Activity: Go through the data and copy each line where the word "sedan" shows up.

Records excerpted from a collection
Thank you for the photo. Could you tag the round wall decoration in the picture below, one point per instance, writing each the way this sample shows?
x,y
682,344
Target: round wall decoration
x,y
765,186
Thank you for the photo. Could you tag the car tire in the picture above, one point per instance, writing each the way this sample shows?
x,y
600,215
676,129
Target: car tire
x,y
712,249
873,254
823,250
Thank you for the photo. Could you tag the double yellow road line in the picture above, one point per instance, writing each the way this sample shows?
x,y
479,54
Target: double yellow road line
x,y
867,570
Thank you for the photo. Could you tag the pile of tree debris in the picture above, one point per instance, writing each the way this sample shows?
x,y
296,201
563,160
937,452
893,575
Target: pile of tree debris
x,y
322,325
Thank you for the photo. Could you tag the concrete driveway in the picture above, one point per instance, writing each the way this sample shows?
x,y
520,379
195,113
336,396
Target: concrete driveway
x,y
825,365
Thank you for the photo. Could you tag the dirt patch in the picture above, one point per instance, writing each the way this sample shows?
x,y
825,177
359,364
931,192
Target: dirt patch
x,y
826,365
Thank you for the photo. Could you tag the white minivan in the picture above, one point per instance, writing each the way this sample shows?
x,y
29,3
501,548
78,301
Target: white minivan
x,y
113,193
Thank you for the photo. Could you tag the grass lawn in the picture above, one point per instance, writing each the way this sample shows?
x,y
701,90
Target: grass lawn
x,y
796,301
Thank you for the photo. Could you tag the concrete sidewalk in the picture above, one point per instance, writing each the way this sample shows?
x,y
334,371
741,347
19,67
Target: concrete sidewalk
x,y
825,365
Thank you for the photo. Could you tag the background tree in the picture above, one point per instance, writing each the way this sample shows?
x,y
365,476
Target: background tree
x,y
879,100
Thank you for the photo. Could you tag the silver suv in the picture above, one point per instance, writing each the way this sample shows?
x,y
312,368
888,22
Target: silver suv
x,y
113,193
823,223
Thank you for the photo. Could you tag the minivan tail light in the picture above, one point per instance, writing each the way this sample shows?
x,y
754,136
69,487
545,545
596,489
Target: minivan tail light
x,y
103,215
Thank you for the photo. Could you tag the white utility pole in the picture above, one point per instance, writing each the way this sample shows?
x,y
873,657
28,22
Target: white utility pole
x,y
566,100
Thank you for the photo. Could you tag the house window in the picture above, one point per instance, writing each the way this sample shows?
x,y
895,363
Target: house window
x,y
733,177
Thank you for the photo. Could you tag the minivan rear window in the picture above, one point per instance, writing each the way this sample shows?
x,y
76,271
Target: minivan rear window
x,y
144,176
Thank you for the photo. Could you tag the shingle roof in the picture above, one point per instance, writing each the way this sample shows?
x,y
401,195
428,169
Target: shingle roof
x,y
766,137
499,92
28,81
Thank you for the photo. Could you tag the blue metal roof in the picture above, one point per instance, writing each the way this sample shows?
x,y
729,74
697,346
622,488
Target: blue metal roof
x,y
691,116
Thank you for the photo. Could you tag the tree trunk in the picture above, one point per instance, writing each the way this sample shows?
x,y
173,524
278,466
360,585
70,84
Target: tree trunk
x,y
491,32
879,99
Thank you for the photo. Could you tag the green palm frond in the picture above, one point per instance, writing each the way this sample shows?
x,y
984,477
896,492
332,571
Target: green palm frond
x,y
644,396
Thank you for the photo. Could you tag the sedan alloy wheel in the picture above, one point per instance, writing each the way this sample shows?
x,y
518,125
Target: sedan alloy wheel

Answer section:
Thank you for the photo. Could you tag the sedan alloy wheel in the picture above, one point per instance, writing each the way this sample shows?
Target: sedan alloy wheel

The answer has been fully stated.